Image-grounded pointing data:
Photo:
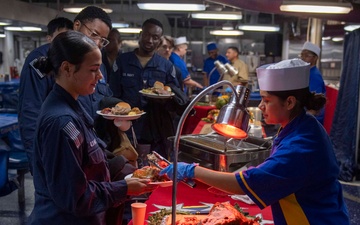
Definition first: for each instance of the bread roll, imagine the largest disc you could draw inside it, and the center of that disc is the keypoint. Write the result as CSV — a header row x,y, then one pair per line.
x,y
159,85
167,88
122,108
123,105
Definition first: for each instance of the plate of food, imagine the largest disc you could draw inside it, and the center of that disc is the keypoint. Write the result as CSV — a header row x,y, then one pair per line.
x,y
158,91
122,111
152,173
220,213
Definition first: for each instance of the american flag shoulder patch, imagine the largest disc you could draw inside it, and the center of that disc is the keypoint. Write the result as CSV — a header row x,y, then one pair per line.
x,y
73,133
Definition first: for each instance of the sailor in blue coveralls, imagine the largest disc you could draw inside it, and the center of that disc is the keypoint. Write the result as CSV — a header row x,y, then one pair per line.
x,y
299,179
35,86
212,74
310,53
139,69
71,174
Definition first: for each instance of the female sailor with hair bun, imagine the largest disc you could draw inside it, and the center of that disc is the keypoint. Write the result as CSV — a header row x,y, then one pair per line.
x,y
71,174
299,178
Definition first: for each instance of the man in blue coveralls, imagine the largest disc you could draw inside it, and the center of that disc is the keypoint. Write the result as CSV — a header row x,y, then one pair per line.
x,y
35,86
310,54
139,69
176,57
212,74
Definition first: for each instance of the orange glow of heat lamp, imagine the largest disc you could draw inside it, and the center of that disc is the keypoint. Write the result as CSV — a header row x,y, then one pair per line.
x,y
229,131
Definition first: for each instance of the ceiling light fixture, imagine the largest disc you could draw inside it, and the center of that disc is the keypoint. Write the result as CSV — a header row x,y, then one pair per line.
x,y
316,7
351,27
120,25
264,28
4,24
130,30
172,6
337,39
226,32
218,16
77,9
228,26
23,28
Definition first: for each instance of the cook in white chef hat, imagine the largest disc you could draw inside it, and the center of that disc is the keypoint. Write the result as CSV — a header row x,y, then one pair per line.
x,y
290,74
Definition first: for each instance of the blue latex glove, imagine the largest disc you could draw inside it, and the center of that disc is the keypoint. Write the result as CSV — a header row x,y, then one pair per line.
x,y
228,90
184,171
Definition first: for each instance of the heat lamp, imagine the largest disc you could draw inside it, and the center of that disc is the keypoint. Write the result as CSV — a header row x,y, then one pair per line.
x,y
232,122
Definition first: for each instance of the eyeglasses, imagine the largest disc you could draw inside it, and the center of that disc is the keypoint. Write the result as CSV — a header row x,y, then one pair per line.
x,y
96,37
306,55
166,47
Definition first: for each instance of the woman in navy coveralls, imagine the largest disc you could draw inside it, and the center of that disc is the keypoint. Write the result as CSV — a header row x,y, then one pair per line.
x,y
71,174
299,179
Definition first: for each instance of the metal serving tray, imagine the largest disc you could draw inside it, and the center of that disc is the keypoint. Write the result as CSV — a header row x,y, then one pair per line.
x,y
218,143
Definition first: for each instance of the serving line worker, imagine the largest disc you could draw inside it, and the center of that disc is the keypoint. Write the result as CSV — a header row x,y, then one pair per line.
x,y
299,179
71,176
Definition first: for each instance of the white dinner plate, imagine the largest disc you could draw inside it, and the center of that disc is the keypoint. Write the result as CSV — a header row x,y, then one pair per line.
x,y
161,184
110,116
154,95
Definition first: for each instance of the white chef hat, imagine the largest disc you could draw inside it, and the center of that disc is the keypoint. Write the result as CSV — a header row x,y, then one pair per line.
x,y
311,47
290,74
180,40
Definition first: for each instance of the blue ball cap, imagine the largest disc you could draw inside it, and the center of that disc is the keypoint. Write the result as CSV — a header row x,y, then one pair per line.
x,y
211,46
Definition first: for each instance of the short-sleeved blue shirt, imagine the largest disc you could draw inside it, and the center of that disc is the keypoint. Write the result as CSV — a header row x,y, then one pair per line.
x,y
317,85
177,61
299,179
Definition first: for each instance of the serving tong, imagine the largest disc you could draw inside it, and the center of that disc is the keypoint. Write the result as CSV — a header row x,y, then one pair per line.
x,y
190,183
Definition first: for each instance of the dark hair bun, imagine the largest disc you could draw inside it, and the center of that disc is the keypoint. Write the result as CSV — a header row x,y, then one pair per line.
x,y
43,64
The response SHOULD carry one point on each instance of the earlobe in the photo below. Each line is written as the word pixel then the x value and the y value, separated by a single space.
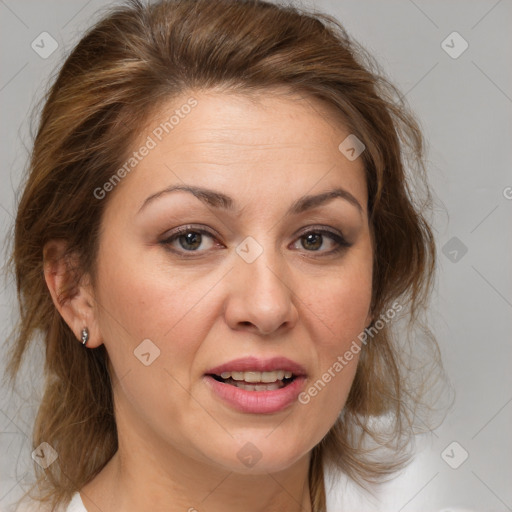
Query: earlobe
pixel 71 295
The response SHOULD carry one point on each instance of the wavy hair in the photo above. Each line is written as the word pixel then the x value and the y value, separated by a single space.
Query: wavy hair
pixel 139 56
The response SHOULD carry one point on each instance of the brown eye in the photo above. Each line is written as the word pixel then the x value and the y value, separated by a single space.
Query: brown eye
pixel 314 239
pixel 189 239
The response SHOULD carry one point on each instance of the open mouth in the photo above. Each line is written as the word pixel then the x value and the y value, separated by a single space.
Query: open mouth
pixel 256 381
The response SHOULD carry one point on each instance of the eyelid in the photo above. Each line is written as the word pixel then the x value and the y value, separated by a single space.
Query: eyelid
pixel 336 235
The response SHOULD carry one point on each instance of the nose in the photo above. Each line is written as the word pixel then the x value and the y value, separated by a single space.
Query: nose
pixel 261 297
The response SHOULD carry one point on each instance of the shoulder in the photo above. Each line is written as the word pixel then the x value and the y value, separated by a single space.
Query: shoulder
pixel 75 505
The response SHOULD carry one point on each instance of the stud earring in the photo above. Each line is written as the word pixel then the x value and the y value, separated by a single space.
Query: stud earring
pixel 85 335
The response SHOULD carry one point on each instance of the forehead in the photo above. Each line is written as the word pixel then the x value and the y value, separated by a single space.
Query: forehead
pixel 233 141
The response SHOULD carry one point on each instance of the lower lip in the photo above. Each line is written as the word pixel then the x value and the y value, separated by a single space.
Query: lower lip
pixel 257 402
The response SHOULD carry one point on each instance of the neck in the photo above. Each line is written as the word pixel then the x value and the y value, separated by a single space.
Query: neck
pixel 143 477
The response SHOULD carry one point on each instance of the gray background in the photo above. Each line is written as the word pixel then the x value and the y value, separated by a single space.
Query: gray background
pixel 464 105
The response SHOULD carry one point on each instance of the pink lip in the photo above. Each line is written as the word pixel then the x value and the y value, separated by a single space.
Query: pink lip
pixel 246 364
pixel 257 402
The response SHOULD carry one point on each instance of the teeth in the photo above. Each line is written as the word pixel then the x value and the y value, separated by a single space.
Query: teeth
pixel 259 387
pixel 257 376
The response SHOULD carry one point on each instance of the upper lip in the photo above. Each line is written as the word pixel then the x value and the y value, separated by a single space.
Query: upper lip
pixel 246 364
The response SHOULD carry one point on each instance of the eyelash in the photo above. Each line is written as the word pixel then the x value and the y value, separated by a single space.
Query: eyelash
pixel 342 244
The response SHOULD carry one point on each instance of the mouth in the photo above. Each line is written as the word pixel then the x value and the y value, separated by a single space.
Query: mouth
pixel 255 380
pixel 257 386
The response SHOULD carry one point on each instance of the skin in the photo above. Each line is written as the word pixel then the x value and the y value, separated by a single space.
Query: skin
pixel 178 442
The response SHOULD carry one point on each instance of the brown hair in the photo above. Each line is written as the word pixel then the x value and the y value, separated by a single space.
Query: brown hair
pixel 134 59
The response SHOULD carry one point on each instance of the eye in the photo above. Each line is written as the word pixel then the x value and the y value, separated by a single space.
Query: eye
pixel 316 239
pixel 189 239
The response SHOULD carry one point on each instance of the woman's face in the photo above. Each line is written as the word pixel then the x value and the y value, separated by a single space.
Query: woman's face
pixel 261 254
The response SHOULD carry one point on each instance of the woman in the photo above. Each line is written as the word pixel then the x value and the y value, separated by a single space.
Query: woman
pixel 217 238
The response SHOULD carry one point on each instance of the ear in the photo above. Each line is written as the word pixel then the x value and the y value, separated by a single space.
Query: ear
pixel 73 298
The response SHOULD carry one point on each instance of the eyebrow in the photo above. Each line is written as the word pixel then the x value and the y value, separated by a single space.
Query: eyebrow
pixel 221 201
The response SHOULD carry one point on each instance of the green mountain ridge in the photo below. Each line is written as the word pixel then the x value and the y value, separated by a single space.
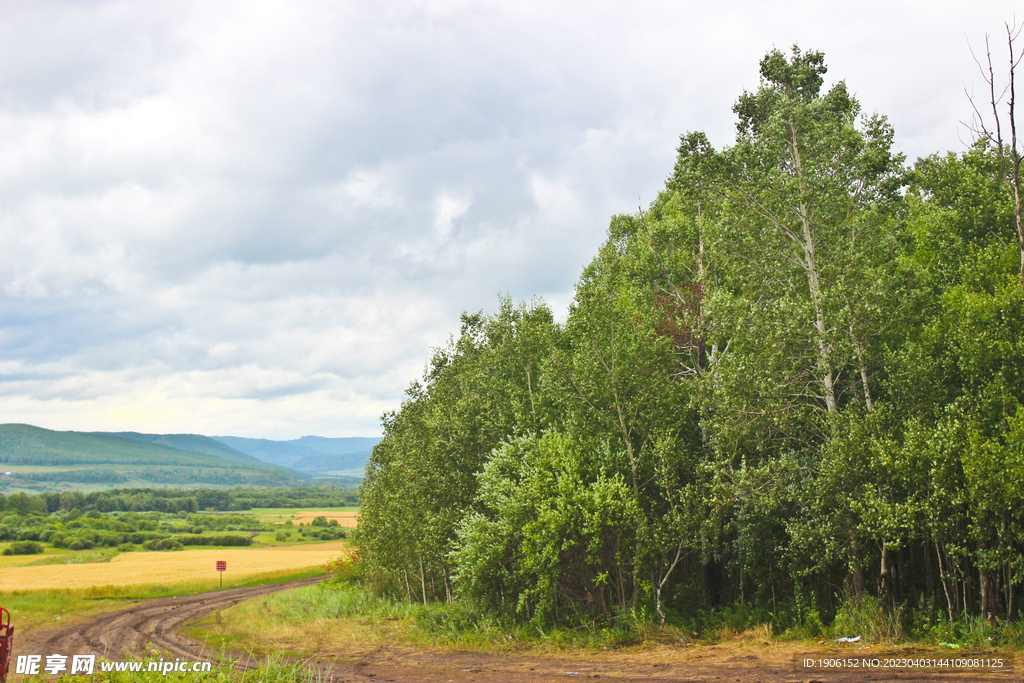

**YOUR OBJECTIVE**
Which lines above run from the one containing "Definition first: for each instance of the serving tong, imagine" down to the one containing "of the earlobe"? Repeat exactly those, both ends included, and nothing else.

**RESPONSE AREA**
Definition first: for each instance of the serving tong, imagine the largest disc you could draw inside it, and the center of that disc is the keypoint. Write the result as CSV — a header row x,y, then one pair per line.
x,y
190,183
Definition first: for each instance of the dark hair bun, imagine the largest disc you could draw inside it, and the center of that disc is the keypoint. Write the result as CSV — a header row x,y, then one pair per line.
x,y
43,64
The response SHOULD carry one point on each instance of the earlobe in the photo below. Each line is written as the word pixel then the x value and the y value, separated by a single space.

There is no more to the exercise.